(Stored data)
* start *

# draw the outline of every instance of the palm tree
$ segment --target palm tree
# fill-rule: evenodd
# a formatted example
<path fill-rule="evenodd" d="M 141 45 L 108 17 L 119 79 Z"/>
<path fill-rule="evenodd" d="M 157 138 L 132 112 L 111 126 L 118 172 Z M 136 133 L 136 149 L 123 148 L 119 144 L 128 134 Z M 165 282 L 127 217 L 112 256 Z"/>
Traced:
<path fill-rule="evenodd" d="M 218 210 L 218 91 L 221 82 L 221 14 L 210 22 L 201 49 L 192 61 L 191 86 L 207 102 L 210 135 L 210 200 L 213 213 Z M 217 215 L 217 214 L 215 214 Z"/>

* end *

* _Goal of the exercise_
Copy the whole listing above line for line, keeping every character unchanged.

* _Written answer_
# draw the outline of every instance of the palm tree
$ segment --target palm tree
# fill-rule: evenodd
# a formatted example
<path fill-rule="evenodd" d="M 141 45 L 108 17 L 119 79 Z"/>
<path fill-rule="evenodd" d="M 157 138 L 132 112 L 111 126 L 118 172 Z M 136 133 L 136 149 L 123 148 L 119 144 L 128 134 Z M 165 282 L 127 217 L 112 256 Z"/>
Traced:
<path fill-rule="evenodd" d="M 218 210 L 218 91 L 221 82 L 221 14 L 210 22 L 201 49 L 192 61 L 191 86 L 207 102 L 210 135 L 210 200 L 213 213 Z M 217 215 L 217 214 L 215 214 Z"/>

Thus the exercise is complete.